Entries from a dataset
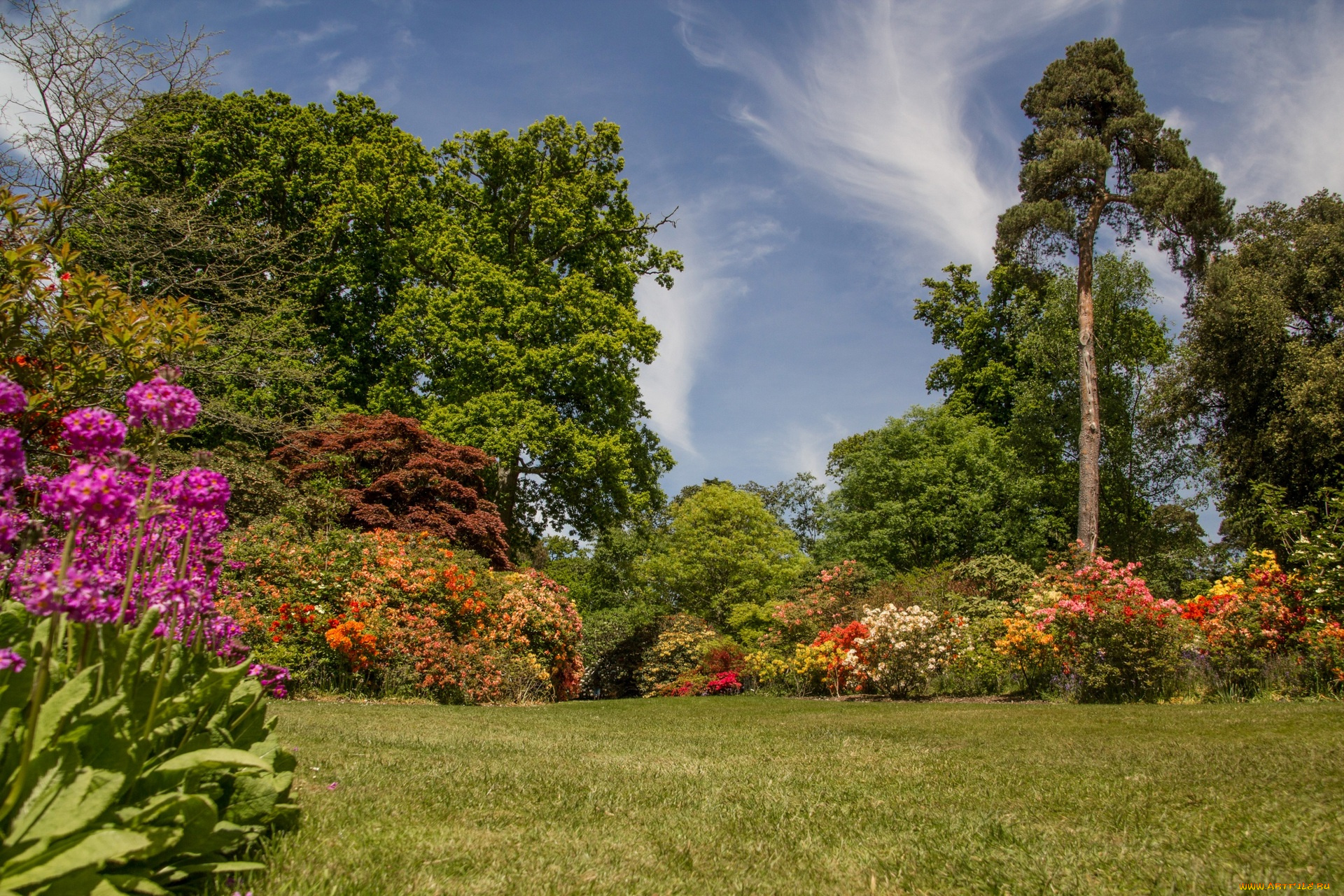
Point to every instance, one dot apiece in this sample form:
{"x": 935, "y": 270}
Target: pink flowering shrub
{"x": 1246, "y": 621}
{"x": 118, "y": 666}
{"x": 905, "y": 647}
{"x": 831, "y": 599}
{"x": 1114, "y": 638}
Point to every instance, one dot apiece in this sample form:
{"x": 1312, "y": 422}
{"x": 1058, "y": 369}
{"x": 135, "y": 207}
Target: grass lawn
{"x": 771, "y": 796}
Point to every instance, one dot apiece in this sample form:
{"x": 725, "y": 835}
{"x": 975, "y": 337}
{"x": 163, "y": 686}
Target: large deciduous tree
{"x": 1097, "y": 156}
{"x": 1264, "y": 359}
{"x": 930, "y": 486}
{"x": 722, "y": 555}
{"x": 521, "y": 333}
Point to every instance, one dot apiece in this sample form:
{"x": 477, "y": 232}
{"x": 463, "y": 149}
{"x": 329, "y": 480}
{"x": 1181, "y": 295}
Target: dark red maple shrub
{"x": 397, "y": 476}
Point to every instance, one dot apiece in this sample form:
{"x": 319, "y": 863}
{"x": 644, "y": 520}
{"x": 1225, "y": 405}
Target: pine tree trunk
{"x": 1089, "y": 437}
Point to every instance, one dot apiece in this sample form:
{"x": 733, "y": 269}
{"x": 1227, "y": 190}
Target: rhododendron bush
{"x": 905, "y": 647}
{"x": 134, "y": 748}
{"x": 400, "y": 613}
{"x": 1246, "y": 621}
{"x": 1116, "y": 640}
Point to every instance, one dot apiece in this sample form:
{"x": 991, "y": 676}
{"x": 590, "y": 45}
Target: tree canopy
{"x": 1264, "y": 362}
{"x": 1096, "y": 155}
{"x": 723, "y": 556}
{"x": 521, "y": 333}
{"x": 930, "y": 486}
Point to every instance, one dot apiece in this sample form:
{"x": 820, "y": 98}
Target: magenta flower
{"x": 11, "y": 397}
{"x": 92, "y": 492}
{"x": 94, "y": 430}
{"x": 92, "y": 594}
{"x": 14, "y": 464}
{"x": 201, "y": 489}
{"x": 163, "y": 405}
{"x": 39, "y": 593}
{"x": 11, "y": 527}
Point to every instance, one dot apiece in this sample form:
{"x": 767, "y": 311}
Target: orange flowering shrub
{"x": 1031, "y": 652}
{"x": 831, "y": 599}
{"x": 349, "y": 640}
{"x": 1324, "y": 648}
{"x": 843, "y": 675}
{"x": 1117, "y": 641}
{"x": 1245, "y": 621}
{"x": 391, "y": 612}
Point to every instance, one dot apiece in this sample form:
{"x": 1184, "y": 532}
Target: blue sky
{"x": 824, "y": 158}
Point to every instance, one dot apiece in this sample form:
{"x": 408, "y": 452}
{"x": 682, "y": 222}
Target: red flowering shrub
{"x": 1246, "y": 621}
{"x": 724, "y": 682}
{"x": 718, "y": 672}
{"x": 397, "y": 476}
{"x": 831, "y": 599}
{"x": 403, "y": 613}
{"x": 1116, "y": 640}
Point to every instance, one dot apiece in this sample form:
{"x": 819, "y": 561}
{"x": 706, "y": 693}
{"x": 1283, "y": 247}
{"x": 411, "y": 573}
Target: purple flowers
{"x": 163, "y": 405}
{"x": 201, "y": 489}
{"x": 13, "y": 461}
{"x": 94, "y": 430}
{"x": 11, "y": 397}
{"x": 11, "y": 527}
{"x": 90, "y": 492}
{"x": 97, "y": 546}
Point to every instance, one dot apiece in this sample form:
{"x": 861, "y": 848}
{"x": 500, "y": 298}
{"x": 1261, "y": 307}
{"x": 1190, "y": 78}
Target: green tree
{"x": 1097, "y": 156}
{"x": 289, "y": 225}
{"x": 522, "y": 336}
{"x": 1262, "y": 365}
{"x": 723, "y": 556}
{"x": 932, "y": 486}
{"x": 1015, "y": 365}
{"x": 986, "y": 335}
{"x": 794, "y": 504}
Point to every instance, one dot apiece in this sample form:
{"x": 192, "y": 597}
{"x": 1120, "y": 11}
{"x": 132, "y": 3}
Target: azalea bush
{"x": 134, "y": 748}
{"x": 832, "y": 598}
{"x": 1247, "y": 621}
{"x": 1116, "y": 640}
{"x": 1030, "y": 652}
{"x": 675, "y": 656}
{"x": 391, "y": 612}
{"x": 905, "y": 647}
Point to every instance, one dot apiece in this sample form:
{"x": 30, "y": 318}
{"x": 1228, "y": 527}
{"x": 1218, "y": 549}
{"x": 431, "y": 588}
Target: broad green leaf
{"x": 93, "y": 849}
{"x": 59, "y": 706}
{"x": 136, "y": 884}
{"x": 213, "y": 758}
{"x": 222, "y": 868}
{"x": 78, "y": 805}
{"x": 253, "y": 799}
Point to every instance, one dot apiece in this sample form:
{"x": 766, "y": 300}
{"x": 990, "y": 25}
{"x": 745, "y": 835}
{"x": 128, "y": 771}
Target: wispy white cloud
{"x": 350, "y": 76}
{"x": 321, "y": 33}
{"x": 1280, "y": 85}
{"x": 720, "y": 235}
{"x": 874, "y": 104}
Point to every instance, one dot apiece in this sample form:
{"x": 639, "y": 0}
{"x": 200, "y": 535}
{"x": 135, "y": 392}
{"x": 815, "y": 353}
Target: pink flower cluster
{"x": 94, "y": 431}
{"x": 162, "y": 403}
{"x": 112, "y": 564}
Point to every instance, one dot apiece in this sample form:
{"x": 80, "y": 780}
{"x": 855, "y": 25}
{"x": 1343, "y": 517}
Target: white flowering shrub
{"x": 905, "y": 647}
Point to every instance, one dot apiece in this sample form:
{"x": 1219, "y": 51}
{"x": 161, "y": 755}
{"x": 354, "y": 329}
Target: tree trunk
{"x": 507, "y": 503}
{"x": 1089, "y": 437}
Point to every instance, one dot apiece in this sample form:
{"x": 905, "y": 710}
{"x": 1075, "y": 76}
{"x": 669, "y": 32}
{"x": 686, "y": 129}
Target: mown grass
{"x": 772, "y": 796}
---
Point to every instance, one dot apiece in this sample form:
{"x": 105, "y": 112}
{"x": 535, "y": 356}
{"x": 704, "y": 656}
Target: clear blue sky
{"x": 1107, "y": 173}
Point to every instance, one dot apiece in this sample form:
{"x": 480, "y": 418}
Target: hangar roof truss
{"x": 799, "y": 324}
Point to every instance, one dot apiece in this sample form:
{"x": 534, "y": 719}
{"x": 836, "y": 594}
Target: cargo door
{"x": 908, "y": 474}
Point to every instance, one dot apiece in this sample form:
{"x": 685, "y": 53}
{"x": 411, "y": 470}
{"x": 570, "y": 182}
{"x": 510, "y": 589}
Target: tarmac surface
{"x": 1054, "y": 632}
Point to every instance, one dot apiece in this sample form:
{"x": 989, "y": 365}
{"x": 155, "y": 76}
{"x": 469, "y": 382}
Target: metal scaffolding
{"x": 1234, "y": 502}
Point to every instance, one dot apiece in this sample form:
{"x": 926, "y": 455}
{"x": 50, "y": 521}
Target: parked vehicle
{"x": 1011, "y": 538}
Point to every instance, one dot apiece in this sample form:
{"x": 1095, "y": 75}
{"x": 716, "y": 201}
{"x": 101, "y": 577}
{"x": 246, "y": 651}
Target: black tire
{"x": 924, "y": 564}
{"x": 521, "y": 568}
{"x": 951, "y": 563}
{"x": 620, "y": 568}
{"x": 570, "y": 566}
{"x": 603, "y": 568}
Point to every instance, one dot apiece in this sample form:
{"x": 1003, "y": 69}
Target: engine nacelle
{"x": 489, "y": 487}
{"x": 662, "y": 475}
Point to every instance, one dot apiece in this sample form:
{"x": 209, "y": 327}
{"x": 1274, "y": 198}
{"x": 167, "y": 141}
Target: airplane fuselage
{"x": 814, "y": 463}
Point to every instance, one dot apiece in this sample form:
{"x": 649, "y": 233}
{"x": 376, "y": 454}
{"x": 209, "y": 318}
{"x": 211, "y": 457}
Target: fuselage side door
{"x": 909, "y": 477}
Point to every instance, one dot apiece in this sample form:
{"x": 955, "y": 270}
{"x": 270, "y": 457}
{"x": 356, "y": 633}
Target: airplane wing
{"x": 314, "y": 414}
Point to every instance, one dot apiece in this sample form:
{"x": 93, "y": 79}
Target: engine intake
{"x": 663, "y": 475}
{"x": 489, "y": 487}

● **SHORT EXERCISE**
Return each line in the rows above that includes the word "tree".

● **RESPONSE TO THE TASK**
Target: large deciduous tree
Target: pine tree trunk
Target: tree canopy
Target: green tree
Target: tree trunk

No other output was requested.